OBJECTIVE:
Pictures do not belong in the copy; transcribe everything else in the records exactly.

Some records:
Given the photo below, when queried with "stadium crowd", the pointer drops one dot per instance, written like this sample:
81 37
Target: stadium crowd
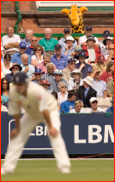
80 74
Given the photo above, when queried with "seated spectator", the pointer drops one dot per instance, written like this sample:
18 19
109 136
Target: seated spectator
16 58
101 63
4 89
111 109
30 49
6 65
69 48
13 69
82 66
83 39
26 67
85 92
27 40
37 75
68 105
62 94
48 43
107 75
94 106
11 41
99 86
58 77
59 59
38 57
42 65
91 50
110 87
74 82
50 73
78 107
66 72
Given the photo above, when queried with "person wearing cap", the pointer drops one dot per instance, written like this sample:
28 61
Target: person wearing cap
66 32
85 92
48 42
60 60
66 72
74 82
16 58
58 77
82 66
83 39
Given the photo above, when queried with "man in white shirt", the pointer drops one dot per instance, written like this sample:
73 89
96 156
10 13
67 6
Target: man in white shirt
11 41
39 106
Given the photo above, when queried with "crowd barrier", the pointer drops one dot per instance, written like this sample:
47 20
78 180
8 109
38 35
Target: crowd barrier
83 134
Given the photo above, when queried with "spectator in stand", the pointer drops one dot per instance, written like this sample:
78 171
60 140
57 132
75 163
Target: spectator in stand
16 58
68 105
83 39
4 89
82 66
30 49
27 40
42 65
91 50
38 57
62 94
78 107
13 69
99 86
26 67
110 87
85 92
66 33
69 48
74 82
58 77
6 65
66 72
107 75
48 43
11 41
59 59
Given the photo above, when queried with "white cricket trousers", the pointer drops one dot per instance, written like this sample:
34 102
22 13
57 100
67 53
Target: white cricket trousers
27 125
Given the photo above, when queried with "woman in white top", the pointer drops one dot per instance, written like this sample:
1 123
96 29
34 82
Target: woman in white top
38 57
78 107
63 94
74 82
6 65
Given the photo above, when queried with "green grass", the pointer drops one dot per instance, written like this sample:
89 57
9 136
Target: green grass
46 170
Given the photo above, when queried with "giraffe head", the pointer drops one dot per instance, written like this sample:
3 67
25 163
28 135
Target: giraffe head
75 14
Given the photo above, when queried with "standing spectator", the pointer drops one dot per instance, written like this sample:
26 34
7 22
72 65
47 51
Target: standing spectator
16 58
59 59
6 65
107 75
68 105
4 90
83 39
27 40
62 94
48 42
26 67
38 57
85 92
11 41
66 72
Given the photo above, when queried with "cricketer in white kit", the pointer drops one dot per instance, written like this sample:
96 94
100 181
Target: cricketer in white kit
40 106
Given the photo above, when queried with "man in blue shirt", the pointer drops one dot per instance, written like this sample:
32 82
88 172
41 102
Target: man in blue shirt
59 59
16 58
67 105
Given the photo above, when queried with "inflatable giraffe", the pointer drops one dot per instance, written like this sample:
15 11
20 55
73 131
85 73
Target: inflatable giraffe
76 16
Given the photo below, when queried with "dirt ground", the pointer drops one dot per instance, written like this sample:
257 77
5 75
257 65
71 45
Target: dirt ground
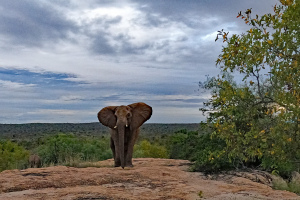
148 179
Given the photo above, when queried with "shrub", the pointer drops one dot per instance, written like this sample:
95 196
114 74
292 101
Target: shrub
145 149
12 156
202 149
66 148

TASK SOLUTION:
Given the photo below, when queried with "stadium crowd", the pointer drops one dot per instance, written like this sample:
81 37
Target: stadium crowd
80 74
Given the photo above, when queried with "seated spectator", the pointer drops one dot per instance, written like this sample:
18 19
109 136
Target: seated spectator
16 58
101 63
4 89
111 109
30 49
6 65
69 48
13 69
82 66
83 39
26 67
85 92
27 40
37 75
68 105
62 94
48 43
107 75
94 106
11 41
99 86
58 77
59 59
38 57
42 65
91 50
110 87
74 82
50 73
78 107
66 72
Given the photo above, when queried with "person wearing cap", the pointer drops one dot per instance, written like this sample:
28 61
Target: person wearing cap
66 32
85 92
48 42
60 60
66 72
74 82
16 58
58 77
82 66
83 39
Given the photo above, when queried with "man in white shirt", the pointer drops one dot per instance, written like this sample:
73 89
96 156
10 13
67 6
Target: man in white shirt
11 41
39 106
Given the photo above, when queried with "crowd barrier", the pointer drops one dot per instance, written like this sample:
47 20
78 180
8 109
38 35
Target: crowd barrier
83 134
Given the photo above, when queried with "spectator in stand", the pointer drops one dot per instance, written like this sample:
78 171
60 140
57 132
75 163
Target: spectator in stand
16 58
68 105
83 39
4 89
82 66
30 49
27 40
42 65
91 50
38 57
62 94
78 107
13 69
99 86
26 67
110 87
85 92
66 33
69 48
74 82
58 77
6 65
66 72
107 75
48 43
11 41
59 59
Given the photo above, when queried with "white cricket trousers", the pointer drops one dot per instance, written like this sample:
34 102
22 13
57 100
67 53
Target: white cricket trousers
27 125
Given the photo above, when queried with "woman in white top", the pointer drops one dot per instance, written like this sample:
1 123
96 29
34 82
Target: woman in white top
38 57
78 107
63 94
74 82
6 65
Given the photo above, when queried with "green grass", the pointer drops one dot per instance, written like this sample:
89 57
9 136
Target: green grass
46 170
Given the photo above, when queried with "giraffe head", the pointer drops one dot per instance, written like this sample:
3 67
25 163
28 135
Target: giraffe head
75 14
Given the photo above, when queried with "standing spectator", the pointer drops one dot per instance, written like this sample:
26 34
7 22
72 65
47 51
Target: standing spectator
16 58
59 59
6 65
107 75
68 105
4 90
83 39
27 40
62 94
48 42
26 67
38 57
85 92
11 41
66 72
Given the photo above, when queried with "cricketer in white kit", the pointer drops one dot per instance, written like this sample:
96 94
100 181
Target: cricketer in white kit
40 106
Given the photo above, when queried with "man in blue shirt", the pointer drops one dot per instance, written like this sample:
32 82
88 172
41 102
Target: man in blue shirt
59 59
16 58
67 105
Given the photo above, when queried with "inflatable giraffe", the pointer drops one dot per instance, written like this sample:
15 11
20 55
73 131
85 73
Target: inflatable giraffe
76 16
Given the photo below, when queried with "dirt ground", the pointer drops one dot per instance, written like this sample:
257 77
5 75
257 65
71 45
Target: dirt ground
148 179
Given the photo above, when queried with "shrub", the pointer drops one dot per instance, written like this sample:
95 196
114 74
292 101
Target: shrub
145 149
12 156
202 149
66 148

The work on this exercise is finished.